*Questions:*
(1) List every keyword given at the top of the text on grapevine transformation.
(2) According to the text on grapevine transformation, from what organisms was antifreeze protein first characterized?
(3) Write a continuation of the text on grapevine transformation, starting after its last sentence.

*Text for analysis:*
Keywords : Genotype, Agrobacterium overgrowth, Antibiotics concentration, Vitis vinifera, Cold-tolerance

Grapevine (Vitis spp.) is considered to be one of the major fruit crops in the world based on hectares cultivated and economic value (Torregrosa et al. 2015). Recently, various approaches to improve economically important characteristics in this crop has comprised genetic engineering, by which transgenic grapevines have been obtained in a stream (Iocco et al. 2001; Kim et al. 2013; Li et al. 2006). However, few efforts were involved in developing the event with enhanced cold-tolerance that is a primary characteristics in grapevine cultivation (Jin et al. 2009; Sun et al. 2016). Coldness like other abiotic stresses has adverse effects on the growth and development of grapevine plants (Wang and Nick 2017). A table grapevine ‘Kyoho’ is generally less cold-tolerant than the American grapevine cultivars derived from an inter- specific hybridization (Sun et al. 2016), resulting in being cultivated in a greenhouse or buried during winter season in Korea. The former leads to increase cost of production while the latter make the scions be vulnerable to soil-borne diseases, especially to crown gall.

Since the characterization of antifreeze protein (AFP) from Antarctic fishes (DeVries et al. 1970), many other AFPs were isolated from Arctic fishes, insects, and carrot at last (Jang et al. 1999; Meyer et al. 1999; Worrall et al. 1998). Functional studies on the AFP of carrot (DcAFP) further revealed the inhibitory effects of its protein on ice growth and recrystallization, which suggests the potential of this gene for crop improvement. Although genetic transformation technology encourages to express DcAFP for cold-tolerance in grapevines, each grapevine genotype crucially demands a deliberate genetic transformation system merged with an efficient in vitro regeneration procedure (Fan et al. 2002; Fan et al. 2008). Of various factors influencing on Agrobacterium-mediated transformation and further in vitro regeneration of transgenic plant, it has been reported that ethylene inhibitors such as silver nitrate and aminoethoxyvinylglycine dramatically improve the transformation efficiency in several plant species (Chi and Pua 1989; Han et al. 2005; Sgamma et al. 2015). Hence, to ascertain the effect of the ethylene inhibitors on Agrobacterium -mediated transformation in grapevine ‘Kyoho’ become one of the goals of this study. Collectively, we here report an Agrobacterium-mediated genetic transformation system optimized for grapevine ‘Kyoho’ and the transformants with DcAFP obtained as applying the improved system.

[Entries taken from a collection]

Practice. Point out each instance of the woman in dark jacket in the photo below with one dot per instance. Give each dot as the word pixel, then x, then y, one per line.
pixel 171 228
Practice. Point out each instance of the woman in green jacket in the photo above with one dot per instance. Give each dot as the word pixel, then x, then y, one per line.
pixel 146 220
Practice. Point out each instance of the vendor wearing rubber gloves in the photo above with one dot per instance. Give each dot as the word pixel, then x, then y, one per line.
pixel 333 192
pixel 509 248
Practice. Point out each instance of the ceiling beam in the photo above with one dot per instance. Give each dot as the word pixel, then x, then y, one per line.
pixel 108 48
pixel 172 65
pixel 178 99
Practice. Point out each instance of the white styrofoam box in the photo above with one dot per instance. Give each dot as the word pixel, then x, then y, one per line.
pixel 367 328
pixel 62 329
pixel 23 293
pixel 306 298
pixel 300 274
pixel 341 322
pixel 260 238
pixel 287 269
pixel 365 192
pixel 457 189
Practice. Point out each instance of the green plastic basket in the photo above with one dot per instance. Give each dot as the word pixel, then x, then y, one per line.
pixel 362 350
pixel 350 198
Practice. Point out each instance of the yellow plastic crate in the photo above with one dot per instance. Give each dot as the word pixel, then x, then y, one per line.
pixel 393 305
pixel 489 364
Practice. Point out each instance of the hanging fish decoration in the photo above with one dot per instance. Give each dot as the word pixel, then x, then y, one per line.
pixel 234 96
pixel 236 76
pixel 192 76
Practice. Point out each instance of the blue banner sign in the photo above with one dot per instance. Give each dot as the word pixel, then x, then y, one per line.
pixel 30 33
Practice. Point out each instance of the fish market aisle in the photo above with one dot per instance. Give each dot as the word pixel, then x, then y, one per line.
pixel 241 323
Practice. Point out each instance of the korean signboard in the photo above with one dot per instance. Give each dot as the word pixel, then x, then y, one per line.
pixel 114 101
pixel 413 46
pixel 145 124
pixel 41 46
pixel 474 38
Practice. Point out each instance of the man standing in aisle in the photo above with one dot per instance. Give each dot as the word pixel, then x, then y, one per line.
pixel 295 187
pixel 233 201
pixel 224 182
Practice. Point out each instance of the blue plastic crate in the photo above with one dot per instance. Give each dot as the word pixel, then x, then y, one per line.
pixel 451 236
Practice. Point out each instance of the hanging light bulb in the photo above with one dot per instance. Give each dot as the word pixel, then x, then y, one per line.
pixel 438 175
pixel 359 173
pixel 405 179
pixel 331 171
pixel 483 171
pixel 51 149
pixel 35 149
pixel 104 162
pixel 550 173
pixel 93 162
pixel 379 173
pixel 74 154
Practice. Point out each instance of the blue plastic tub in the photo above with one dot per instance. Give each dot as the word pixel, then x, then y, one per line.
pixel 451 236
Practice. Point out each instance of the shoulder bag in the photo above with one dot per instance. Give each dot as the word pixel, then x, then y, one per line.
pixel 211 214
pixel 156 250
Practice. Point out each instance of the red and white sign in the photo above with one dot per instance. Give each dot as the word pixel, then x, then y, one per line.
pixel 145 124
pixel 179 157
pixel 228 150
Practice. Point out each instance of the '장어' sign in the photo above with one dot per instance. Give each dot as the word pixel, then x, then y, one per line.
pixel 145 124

*Per-task outputs:*
(1) Genotype, Agrobacterium overgrowth, Antibiotics concentration, Vitis vinifera, Cold-tolerance

(2) Antarctic fishes (DeVries et al. 1970).

(3)
Materials and Methods

Plant materials

For isolation of carrot antifreeze protein gene (DcAFP), seeds of carrot (Daucus carota cv. Socheon) (Asia Seed Company, Seoul, Korea) were germinated under a 16/8 h (day/night) at 27°C. On the other hand, in vitro stock plants of grapevine (Vitis vinifera) ‘Kyoho’ were obtained via shoot tip culture using the methods by Kim et al. (2013) and Monette (1985). Briefly, the distal parts about 3 cm long were detached from rapidly growing shoots in the spring and surface-sterilized by submersion in 3.0% sodium hypochlorite solution for 10 minutes, followed by rising them with sterile distilled water. Each shoot tip with several leaf primordia was excised after removing individual leaf scales, then placed on the MS medium (Murashige and Skoog 1962) with 1 mg/L BA (Sigma-Aldrich, USA), 30 g/L sucrose (Duchefa Biochemie, The Netherlands), and 8 g/L Plant Agar™ (Duchefa Biochemie). When the explants developed a shoot about 2 cm long and four to five well expanded leaves, they were transferred to the multiplication medium consisted of MS, 1 mg/L BA, 0.1 mg/L IBA (Sigma-Aldrich), sucrose 30 g/L, 10 g/L Plant Agar™. Leaf discs from the multiplied shoots were excised and used as an explants for Agrobacterium- mediated transformation experiments.

Construction of pBI121-DcAFP vector and bacterial strain

Total RNA was extracted from carrot leaves using the method for pine trees (Chang et al. 1993) with some modification: use of extraction buffer consisting of 2% cetyltrimethylammonium bromide, 2% polyvinylpyrrolidone, 100 mM Tris-HCl (pH 8.0), 25 mM ethylenediaminetetraacetic acid, 2 M NaCl, 0.05% spermidine, and 0.24% DTT. Reverse transcription was performed from 3 μg of total RNA with oligo-dT by Moloney murine leukemia virus reverse transcriptase (Promega, Madison, WI, USA). We designed a primer set to amplify DcAFP from the synthesized first strand cDNA: forward primer 5’-ACTCGAAAACATAATCCA-3’ and reverse primer 5’-TGCACTGCTTGAGCTGCATA-3’. After PCR, the product was separated by electrophoresis in 1.5% agarose gel. Band of the expected size (approximately 1,099 bp) was excised from the gel and purified by using GENECLEAN turbo kit (MPbio). To create pBI121-DcAFP binary vector carrying the CaMV 35S promoter::DcAFP::NOS terminator and NOS promoter::nptII::NOS terminator cassettes (Fig. 1), the purified amplicon was combined with pBI121 vector (Genbank AF485783.1) after digesting its GUS gene as described previously (Wu et al. 2012). The recombined plasmid was introduced into Agrobacterium tumefaciens strain LBA 4404 by an electroporation, and the transformed Agrobacterium was selected and used for co-cultivation with grapevine leaf explants.

Fig. 1.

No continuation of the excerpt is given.